Provided data:
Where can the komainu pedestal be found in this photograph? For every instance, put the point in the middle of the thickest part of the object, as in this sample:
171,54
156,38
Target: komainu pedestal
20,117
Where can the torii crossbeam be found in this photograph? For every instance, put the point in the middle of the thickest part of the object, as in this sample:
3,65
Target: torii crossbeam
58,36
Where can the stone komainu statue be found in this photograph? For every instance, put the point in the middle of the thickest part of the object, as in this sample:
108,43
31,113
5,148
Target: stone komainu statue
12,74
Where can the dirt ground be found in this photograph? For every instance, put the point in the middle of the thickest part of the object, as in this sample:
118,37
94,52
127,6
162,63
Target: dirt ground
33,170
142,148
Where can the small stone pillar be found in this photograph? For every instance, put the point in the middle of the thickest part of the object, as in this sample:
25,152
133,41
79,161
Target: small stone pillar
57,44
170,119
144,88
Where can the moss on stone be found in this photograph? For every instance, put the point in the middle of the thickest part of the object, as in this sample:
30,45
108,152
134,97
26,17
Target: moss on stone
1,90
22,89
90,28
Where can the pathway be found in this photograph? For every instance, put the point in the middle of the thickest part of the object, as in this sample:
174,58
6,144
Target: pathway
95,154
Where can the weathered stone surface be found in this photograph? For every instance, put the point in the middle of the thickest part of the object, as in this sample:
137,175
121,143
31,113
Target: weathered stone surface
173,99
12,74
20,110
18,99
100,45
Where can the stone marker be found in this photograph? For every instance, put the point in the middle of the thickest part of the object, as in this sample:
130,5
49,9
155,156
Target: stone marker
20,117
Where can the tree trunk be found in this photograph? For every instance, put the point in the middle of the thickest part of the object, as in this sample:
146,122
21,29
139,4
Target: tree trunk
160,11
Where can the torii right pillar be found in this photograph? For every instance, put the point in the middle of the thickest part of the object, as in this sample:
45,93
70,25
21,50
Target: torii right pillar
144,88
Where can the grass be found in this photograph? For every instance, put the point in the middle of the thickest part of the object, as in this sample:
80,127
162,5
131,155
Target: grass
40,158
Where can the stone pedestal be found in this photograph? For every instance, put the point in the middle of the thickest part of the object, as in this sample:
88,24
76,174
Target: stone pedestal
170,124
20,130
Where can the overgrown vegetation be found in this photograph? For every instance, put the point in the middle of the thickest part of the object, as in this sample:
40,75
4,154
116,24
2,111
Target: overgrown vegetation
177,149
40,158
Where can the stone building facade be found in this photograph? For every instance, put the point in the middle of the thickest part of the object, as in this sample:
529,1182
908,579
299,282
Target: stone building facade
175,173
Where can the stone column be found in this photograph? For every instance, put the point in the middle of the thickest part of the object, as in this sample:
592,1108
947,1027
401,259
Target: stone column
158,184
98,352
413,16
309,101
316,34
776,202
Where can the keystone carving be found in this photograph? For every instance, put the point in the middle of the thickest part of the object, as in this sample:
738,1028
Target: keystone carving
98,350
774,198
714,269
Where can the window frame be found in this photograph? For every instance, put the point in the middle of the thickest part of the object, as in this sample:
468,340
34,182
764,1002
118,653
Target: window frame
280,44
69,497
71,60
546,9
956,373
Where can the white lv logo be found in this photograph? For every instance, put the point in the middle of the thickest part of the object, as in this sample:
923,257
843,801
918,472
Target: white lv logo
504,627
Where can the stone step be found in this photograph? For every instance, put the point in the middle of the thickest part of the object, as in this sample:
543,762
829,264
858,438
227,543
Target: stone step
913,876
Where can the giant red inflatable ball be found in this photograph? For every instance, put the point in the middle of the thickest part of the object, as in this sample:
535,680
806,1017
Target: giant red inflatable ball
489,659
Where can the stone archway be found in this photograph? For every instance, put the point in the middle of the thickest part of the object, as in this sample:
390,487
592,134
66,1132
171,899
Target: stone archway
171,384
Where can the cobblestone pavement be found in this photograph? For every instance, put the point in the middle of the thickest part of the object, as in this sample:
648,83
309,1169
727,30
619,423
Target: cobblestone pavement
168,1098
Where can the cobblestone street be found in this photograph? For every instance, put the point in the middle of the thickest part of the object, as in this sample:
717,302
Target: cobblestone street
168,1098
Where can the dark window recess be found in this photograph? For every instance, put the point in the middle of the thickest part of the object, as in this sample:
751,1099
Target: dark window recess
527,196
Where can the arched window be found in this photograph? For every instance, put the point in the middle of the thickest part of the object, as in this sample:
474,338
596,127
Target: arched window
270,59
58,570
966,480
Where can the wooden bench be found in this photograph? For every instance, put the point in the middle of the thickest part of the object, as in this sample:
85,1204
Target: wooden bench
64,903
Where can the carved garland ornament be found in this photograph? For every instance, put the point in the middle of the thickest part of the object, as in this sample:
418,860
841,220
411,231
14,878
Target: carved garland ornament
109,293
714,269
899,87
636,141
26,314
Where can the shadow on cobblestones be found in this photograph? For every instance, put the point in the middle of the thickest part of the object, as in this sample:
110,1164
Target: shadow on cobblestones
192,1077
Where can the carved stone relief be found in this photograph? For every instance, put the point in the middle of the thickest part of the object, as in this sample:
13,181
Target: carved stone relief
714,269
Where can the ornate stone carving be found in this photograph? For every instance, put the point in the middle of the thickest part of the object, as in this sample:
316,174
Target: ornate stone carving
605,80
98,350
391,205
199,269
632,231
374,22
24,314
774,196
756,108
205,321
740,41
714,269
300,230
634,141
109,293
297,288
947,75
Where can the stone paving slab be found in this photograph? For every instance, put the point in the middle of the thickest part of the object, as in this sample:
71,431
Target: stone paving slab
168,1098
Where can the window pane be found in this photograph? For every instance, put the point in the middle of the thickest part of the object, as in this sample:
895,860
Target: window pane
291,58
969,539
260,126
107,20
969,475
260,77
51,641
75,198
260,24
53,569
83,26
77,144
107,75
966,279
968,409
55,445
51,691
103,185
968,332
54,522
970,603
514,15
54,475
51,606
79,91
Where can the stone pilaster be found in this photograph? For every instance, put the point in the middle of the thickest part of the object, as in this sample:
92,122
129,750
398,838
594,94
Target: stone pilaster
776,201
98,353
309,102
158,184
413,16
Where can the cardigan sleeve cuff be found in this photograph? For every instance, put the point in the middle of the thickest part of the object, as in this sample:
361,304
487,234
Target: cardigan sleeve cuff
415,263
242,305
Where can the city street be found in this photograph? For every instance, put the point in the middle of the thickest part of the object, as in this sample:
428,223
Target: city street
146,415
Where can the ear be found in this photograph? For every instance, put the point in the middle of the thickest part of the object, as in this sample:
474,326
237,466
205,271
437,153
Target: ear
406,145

What the task requires:
Down to the final line, write out all of the material exactly.

Solution for this task:
Where can the komainu pedestal be found in this photograph? For every instance, put the point in the middle of the thickest part of the object, as in this sample:
171,54
156,38
Target: komainu pedestal
20,117
Where can the torii crossbeam be found in this photograph? For every instance, put the point in the middle of the thickest part of the object, as in this sample:
3,65
Target: torii crossbeam
58,36
Where can the stone komainu statue be found in this photograph? For every instance, put the point in the middle of the thickest part of the object, as in this sample:
108,43
31,113
5,148
Target: stone komainu statue
12,74
Where can the dirt ground be found in this photograph? For every instance, put the point in the middle of the thickest part of the object, as in this sample:
118,37
94,52
127,6
162,63
Target: dirt ground
33,170
142,148
Where can the small stone pillar be found in this photograph? For every instance, put the point in the middle of the thickest part of the object, as in this sample:
25,152
133,41
79,161
Target: small stone pillar
57,44
170,119
144,88
Where can the moss on stone be found in this photograph? For every instance, put the point in the middle of the thickest part of the object, as in this sample:
30,45
108,152
134,97
26,17
Target: moss on stone
1,90
22,89
90,28
Where can the pathway be found in this photograph? For every instance, put the point in the middle of the thickest part of the object, as in this sample:
174,58
6,144
Target: pathway
95,154
Where can the weathered stone surface be found in this photograph? For every instance, put the point in the middle of the thickest part of the object, as in this sample:
137,175
121,143
31,113
Target: weathered stone surface
173,99
12,74
20,110
18,99
100,45
Where can the stone marker be found in this photograph? For every instance, put the point in the middle of the thickest part of the object, as in this sample:
130,5
49,9
155,156
Target: stone marker
20,117
Where can the tree trunk be found in this photograph? For every instance, put the point in the middle of the thickest part of the object, as in this sample:
146,122
21,29
139,4
Target: tree trunk
160,11
Where can the torii right pillar be found in this photograph? For every instance, put the point in the middle of the thickest part of the object, as in this sample:
45,93
70,25
21,50
Target: torii right pillar
144,88
Where can the grass be found in this photograph? For every instance, put the point in the middle of the thickest part of the object, as in this sample:
80,127
162,5
131,155
Target: grass
40,158
Where can the stone pedestal be found in this photograph? For every instance, put the point in the middle of the thickest part of the object, as in this sample:
88,24
76,174
Target: stone pedestal
170,124
20,130
Where can the overgrown vegetation be found in this photograph? For every instance, put the point in the middle of the thickest part of the object, as in this sample:
40,75
4,154
116,24
2,111
Target: overgrown vegetation
177,149
40,158
Where can the stone building facade be found in this photograph? For every instance, put the point in the middle of the thickest part of the object, as in this sample:
529,1182
908,579
299,282
Target: stone building facade
175,173
Where can the stone column be found in this photograph? For every instance, put the point in the middle of the thickest part of the object, as in this sample:
592,1108
947,1027
401,259
Target: stone column
158,184
98,352
413,16
309,101
316,34
776,202
Where can the keystone carving be found in this photograph? For every instance, put the point in the middle of the thickest part of the object, as in this sample:
738,1028
Target: keystone carving
98,350
774,198
714,269
Where can the window frame be found in this photograph? For every instance, put the point in the middle of the thickest part of the object, as in this sample:
468,340
34,182
764,1002
118,653
Target: window frame
280,44
69,497
71,60
546,9
956,373
Where can the white lv logo be found in this photograph? For every instance, put the point in the middle of the thickest part of the object, as in this sample:
923,257
843,801
918,472
Target: white lv logo
504,627
Where can the stone step be found in this photograph? For every instance, put the point in the middle of the thickest part of the object, as in this sample:
543,762
829,264
858,438
227,543
Target: stone step
913,876
Where can the giant red inflatable ball be found in this photograph? For every instance, put the point in the middle of the thickest part of the object, as in this sample:
535,680
806,1017
Target: giant red inflatable ball
489,659
Where can the stone archway be found in this photograph? For every instance, put the point in the middle of the thickest part of the object, as in this sample:
390,487
592,134
66,1132
171,899
Target: stone archway
171,384
Where can the cobblestone pavement be found in this photograph? For every instance, put the point in the middle of the thickest part of the object, as in this sample:
648,83
309,1169
727,30
619,423
Target: cobblestone pavement
168,1098
Where can the cobblestone street be found in this photograph? For every instance, put the point in the middle of the thickest part of the object, as in this sample:
717,302
Target: cobblestone street
168,1098
Where can the dark window recess be found in this photograph? For every instance, put the point in the middle of the thickest part of the object, as in this sample:
751,1099
Target: dark window recess
527,196
Where can the arched window be found in this photograph? For every instance, put the point in the middle of the thickest part of the object, as in this sample:
474,338
596,127
Target: arched window
270,59
58,570
966,480
Where can the wooden bench be found in this photograph? For every instance, put the point in the middle of the thickest part of the object, as in this sample:
85,1204
Target: wooden bench
64,903
Where can the carved garland ornament be found in this photograph? For every instance, put the point in the middle of the thickest part of the object, as in this sample:
418,860
841,220
411,231
14,878
Target: carved garland ornament
109,293
714,269
899,87
636,141
26,314
Where can the shadow on cobblestones be found in this photograph? For every instance, put the point in the middle of the thickest part of the object, as in this sample:
110,1164
Target: shadow on cobblestones
192,1077
Where can the carved stone relief be found in this photograph? For every instance, put the point in the middle of the thickest part of the object, as in this sample:
13,181
Target: carved stone relief
714,269
Where can the ornate stone carving be found in this photograph? For every instance, put the point in the middle of the thickest part of the object, as in this sample:
316,174
Target: ornate stone carving
605,80
98,350
391,205
199,269
632,231
374,22
24,314
774,196
756,108
205,321
740,41
714,269
300,230
634,141
109,293
297,288
947,75
Where can the stone paving slab be found in this photograph? For every instance, put the point in the middle of the thickest part of the object, as in this sample:
71,431
Target: stone paving slab
168,1098
Where can the window pane be found in this photograph? For every instance, put the point in the middle of the thickest part of the object, as in this sample:
895,860
Target: window pane
291,58
969,539
260,126
107,20
969,475
260,77
51,641
75,198
260,24
53,569
83,26
77,144
107,75
966,279
968,409
55,445
51,691
103,185
968,332
54,522
970,603
514,15
54,475
51,606
79,91
Where can the stone pilaster be found in this photograph? For every instance, put the point in the middle of the thickest part of the object, as in this sample:
92,122
129,750
398,838
594,94
Target: stone pilaster
776,201
98,353
309,102
158,184
413,16
Where can the cardigan sleeve cuff be found in this photograph? For every instance, put the point in the middle of the thickest part of the object, as in this sample:
361,304
487,234
Target: cardigan sleeve cuff
415,263
242,305
Where can the city street be found in this photograph? For every instance, put the point in the middle of the thickest part of the object, as in this sample:
428,223
Target: city street
146,415
Where can the ear be found in this photograph? For every instance, put the point in the middle of the thickest part of the object, as in this sample:
474,326
237,466
205,271
437,153
Target: ear
406,145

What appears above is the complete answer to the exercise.